### Exercise text
────────────────────────────────────────

Public-benchmark snapshot

Benchmark	Sample	Score
GSM8K (T=0, COT-style, exact-match on `#### N`)	100	93.0% (93/100)
HumanEval pass@1 (T=0, greedy, subprocess-exec tests)	164 (full)	96.3% (158/164)
MMLU (T=0, mixed subjects, max_tokens=128 to leave room for reasoning)	100	53.0% (53/100) ¹
Internal capability eval (math/code/reasoning/knowledge/instruction/longform/tools)	14	13/14 (92.9%)

The HumanEval result is the full 164-problem set with real unit-test execution (greedy T=0, content-only extraction, 60 s test timeout, sandboxed subprocess). Of the 6 failures: 3 were NameError (model named the function differently from the prompt's entry_point), 2 were AssertionError (real wrong answers), 1 was AttributeError (used list.add instead of list.append). Total wall time for the full run: 11.3 min at concurrency 2 on this hardware.

¹ The MMLU sample mixed all 57 subjects uniformly (incl. hard categories like formal_logic, college_*, professional_law). The model's main forward path is identical to pastapaul/DeepSeek-V4-Flash-W4A16-FP8, so headline numbers track that base — refer to base-model evals for tight numbers across full leaderboards.

How to run (production canonical, on this hardware family)

vLLM does not load this model on a vanilla install. You need:

The patched vLLM fork: jasl/vllm at b158e5001 (or ds4-sm120-experimental tip), with the Acti MTP patches applied (one-line additions to deepseek_v4_mtp.py — see Patches below).
The DSV4-Flash-FP8 toolchain: kylesayrs/deepseek-ct cherry-pick, the pasta-paul packed_modules_mapping patch, torch 2.11.0+cu128, compressed-tensors >= 0.15.0.1.
On RTX PRO 6000 Max-Q workstation cards (no NVLink): you must pass --disable-custom-all-reduce — vLLM's CustomAllreduce uses CUDA P2P that deadlocks on this PCIe-only topology, independent of NCCL's NCCL_P2P_DISABLE.

A complete reproducible workspace, including all the patches and a one-shot install script, is at:

https://github.com/pasta-paul/dsv4-flash-w4a16-fp8 (base model + serving stack)

Plus the additional Acti changes documented in the "Acti additions" section below.

Docker deployment (recommended for portability)

────────────────────────────────────────

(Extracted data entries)

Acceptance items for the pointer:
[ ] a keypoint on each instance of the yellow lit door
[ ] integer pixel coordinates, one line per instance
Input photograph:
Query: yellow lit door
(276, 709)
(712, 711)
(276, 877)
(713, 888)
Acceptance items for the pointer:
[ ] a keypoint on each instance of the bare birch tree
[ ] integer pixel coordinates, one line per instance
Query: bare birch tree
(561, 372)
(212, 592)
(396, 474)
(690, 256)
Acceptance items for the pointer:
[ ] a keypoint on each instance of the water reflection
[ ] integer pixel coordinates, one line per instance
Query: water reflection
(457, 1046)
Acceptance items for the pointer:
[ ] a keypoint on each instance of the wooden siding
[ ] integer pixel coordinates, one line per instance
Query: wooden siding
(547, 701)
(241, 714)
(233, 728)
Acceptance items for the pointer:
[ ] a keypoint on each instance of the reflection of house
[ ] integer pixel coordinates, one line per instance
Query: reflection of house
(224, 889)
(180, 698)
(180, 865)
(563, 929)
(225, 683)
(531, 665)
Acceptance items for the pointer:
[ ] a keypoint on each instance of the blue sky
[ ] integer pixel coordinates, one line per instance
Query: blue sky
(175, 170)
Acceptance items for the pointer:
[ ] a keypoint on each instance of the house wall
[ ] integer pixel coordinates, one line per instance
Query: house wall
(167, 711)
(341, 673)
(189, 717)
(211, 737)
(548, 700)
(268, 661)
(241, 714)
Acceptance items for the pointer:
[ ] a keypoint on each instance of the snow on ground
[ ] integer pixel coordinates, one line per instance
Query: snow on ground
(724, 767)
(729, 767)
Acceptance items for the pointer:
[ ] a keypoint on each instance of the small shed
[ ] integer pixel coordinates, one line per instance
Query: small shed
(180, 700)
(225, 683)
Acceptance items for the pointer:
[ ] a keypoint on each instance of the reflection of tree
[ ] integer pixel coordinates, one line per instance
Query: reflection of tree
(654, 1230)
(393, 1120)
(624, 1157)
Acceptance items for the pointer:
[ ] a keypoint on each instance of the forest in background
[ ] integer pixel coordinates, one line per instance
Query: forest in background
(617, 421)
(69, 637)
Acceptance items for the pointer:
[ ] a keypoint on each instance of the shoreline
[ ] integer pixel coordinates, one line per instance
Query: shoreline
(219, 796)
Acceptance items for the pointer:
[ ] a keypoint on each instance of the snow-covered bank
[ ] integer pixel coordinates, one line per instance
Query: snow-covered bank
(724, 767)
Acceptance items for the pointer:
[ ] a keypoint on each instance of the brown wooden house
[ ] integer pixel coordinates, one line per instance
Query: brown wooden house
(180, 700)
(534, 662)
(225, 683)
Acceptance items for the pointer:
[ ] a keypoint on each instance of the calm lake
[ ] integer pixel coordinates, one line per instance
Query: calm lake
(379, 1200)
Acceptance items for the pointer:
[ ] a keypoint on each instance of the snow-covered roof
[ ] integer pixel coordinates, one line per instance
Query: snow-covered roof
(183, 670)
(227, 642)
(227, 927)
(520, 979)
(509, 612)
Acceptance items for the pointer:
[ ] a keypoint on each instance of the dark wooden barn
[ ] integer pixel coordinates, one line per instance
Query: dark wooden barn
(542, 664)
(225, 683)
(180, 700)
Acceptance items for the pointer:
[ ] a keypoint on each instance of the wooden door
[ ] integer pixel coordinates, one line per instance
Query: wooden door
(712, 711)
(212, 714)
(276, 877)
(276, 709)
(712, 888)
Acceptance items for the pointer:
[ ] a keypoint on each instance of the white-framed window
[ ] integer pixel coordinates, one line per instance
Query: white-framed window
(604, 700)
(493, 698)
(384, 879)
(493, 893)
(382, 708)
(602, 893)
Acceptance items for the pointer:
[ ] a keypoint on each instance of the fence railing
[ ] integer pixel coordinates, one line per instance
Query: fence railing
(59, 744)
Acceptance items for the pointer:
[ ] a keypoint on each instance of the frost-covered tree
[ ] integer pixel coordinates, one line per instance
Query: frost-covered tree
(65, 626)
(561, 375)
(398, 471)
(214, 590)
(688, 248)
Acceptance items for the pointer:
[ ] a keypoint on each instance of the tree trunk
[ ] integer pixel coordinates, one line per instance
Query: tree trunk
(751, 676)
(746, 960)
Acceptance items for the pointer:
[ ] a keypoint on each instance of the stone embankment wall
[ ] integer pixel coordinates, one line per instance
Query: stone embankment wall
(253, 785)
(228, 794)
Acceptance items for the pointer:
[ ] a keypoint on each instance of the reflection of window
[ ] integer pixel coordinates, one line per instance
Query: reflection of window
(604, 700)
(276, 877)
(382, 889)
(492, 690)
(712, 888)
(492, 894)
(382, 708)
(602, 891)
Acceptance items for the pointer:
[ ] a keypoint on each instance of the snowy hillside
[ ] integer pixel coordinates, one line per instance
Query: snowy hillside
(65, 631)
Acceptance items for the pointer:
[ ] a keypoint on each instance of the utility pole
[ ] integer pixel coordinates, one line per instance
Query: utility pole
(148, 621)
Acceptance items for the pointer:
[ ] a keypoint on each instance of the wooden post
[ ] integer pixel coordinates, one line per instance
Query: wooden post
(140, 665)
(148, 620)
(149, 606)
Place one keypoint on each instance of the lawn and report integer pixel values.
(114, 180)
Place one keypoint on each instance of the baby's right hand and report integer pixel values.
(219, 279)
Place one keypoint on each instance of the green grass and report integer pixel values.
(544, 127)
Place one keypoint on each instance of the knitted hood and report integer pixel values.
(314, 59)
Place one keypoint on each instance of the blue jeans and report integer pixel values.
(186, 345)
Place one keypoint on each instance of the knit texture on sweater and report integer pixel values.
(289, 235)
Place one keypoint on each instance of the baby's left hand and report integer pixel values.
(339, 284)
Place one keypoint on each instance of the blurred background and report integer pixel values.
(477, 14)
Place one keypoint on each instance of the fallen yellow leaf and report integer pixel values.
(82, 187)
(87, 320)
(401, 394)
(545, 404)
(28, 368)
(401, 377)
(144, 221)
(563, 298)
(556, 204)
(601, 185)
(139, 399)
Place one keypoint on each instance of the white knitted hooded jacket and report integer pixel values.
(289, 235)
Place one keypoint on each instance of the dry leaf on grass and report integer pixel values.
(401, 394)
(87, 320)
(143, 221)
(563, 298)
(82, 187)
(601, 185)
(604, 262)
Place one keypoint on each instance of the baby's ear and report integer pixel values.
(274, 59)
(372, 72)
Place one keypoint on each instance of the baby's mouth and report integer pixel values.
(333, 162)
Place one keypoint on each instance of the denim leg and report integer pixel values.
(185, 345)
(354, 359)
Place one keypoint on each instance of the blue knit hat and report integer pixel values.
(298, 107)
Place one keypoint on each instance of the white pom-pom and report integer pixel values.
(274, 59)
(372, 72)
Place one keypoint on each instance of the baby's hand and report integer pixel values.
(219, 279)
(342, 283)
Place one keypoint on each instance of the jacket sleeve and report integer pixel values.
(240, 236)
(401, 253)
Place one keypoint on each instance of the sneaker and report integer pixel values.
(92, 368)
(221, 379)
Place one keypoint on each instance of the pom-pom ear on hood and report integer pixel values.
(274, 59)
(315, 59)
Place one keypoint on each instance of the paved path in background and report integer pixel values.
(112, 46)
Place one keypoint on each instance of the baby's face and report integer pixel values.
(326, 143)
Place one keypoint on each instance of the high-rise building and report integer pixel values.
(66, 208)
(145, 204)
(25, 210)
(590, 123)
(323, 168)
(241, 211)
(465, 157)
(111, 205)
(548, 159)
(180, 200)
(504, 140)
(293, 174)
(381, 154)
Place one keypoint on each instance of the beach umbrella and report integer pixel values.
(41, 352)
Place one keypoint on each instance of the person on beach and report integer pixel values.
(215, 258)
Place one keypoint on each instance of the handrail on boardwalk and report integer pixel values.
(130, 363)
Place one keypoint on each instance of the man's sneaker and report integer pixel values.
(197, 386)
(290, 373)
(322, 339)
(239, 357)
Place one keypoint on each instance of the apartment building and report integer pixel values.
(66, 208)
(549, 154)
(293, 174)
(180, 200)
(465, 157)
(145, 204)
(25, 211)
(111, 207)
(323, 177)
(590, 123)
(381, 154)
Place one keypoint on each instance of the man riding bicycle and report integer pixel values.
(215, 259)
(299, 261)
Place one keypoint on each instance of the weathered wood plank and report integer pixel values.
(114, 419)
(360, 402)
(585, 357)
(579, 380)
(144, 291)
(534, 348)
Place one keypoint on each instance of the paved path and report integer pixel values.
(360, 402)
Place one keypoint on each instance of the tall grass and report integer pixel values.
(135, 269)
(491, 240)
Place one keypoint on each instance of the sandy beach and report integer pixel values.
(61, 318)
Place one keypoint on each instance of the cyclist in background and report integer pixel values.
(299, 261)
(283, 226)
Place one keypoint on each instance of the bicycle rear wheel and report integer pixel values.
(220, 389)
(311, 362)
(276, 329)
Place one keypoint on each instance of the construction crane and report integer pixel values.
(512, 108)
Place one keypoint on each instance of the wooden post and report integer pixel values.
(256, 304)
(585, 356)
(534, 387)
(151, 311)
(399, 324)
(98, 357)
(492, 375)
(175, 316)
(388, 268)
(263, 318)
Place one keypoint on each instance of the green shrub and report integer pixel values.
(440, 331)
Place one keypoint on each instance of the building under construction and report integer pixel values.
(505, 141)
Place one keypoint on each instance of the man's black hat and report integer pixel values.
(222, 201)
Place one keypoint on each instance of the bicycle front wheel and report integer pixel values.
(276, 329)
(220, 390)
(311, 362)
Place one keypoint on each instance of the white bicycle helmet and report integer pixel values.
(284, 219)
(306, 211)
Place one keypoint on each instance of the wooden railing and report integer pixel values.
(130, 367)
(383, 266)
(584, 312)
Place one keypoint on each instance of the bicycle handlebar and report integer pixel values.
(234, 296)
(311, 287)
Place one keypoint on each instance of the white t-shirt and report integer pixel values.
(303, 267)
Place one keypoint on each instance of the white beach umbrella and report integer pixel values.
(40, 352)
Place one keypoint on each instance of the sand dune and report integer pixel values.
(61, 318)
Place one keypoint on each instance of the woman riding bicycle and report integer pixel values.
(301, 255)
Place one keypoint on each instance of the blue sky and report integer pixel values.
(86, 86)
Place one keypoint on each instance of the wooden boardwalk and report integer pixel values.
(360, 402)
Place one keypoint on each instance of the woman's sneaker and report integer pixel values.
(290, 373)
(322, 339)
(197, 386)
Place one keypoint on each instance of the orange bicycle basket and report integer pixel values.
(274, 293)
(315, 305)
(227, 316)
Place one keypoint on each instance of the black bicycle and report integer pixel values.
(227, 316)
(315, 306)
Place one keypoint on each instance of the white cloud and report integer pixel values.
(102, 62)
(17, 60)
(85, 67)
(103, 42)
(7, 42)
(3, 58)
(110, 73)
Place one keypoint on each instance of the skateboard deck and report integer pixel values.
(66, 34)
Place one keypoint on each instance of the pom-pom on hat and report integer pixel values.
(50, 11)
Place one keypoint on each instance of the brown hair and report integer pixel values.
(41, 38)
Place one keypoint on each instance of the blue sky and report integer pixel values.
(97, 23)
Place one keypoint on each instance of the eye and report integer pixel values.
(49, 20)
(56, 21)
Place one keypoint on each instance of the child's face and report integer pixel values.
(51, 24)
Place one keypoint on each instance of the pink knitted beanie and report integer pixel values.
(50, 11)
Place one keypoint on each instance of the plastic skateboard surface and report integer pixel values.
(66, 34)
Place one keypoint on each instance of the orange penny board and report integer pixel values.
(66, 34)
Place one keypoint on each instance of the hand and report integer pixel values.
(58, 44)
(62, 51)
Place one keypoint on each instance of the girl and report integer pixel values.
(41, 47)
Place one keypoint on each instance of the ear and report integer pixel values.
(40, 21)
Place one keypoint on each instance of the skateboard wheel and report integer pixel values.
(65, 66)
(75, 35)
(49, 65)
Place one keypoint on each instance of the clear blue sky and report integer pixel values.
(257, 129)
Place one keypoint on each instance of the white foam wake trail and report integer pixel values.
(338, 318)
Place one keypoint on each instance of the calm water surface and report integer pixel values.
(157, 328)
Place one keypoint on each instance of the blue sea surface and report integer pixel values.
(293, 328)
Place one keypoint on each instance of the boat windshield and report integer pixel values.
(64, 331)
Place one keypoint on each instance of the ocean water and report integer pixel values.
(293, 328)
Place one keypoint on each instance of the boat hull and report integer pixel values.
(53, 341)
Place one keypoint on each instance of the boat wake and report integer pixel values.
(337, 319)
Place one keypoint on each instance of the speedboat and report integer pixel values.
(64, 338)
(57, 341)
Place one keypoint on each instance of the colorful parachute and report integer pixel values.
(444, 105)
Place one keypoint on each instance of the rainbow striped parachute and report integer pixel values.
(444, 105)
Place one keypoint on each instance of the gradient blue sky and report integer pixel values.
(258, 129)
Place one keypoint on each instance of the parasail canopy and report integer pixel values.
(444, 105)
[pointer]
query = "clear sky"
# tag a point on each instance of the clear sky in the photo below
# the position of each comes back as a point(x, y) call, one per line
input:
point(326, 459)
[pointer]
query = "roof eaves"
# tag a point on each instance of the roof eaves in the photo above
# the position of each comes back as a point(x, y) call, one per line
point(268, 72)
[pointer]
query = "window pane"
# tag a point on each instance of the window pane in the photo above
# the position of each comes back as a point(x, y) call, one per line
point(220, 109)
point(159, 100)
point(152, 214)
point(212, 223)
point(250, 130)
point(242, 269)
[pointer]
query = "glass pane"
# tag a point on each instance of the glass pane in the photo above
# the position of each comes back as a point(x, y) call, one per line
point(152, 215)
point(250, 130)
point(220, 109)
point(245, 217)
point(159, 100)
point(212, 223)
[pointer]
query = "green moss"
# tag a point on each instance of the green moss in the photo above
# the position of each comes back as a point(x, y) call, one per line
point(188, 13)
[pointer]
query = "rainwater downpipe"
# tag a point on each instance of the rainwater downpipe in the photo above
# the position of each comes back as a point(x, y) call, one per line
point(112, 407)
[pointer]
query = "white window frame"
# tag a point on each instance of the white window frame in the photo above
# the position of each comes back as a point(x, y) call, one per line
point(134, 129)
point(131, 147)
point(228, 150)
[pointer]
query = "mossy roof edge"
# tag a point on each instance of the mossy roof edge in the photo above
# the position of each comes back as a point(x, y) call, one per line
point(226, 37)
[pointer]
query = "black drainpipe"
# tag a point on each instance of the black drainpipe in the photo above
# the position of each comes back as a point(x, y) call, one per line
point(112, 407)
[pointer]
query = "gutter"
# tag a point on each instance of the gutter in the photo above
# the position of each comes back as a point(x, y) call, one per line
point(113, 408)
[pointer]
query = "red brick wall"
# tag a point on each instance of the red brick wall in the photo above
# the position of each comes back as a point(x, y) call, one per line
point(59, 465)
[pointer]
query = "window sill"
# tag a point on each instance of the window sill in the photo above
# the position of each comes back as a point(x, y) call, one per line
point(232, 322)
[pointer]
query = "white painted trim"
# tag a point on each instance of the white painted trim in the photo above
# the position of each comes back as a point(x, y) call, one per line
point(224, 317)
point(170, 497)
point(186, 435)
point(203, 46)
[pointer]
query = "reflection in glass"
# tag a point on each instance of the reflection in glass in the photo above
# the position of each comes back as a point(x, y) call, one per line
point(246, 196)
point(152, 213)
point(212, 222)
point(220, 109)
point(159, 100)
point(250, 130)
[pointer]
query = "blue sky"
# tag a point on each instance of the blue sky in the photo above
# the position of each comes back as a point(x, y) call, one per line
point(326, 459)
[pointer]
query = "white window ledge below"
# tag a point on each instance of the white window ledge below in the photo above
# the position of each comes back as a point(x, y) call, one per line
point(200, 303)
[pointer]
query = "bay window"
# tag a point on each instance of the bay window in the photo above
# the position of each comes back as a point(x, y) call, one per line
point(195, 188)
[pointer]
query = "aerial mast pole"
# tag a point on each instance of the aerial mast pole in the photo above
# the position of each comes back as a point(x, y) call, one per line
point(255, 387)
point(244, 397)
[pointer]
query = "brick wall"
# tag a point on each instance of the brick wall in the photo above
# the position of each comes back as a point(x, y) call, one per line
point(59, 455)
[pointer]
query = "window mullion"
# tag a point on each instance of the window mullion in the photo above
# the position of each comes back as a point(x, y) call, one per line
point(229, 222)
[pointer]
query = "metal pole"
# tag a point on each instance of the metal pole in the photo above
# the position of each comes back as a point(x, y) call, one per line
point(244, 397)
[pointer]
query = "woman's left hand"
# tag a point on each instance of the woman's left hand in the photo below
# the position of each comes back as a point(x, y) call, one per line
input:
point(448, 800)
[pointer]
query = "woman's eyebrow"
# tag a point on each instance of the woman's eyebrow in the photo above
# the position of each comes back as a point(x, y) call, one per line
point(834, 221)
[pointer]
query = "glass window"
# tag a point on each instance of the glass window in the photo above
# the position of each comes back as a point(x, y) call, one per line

────────────────────────────────────────

### Task objective
According to the text, why must RTX PRO 6000 Max-Q workstation cards be run with --disable-custom-all-reduce? Answer in one to three sentences.

### Exercise answer
These cards have no NVLink, so they are connected only over PCIe. vLLM's CustomAllreduce uses CUDA P2P, which deadlocks on that PCIe-only topology regardless of NCCL's NCCL_P2P_DISABLE setting.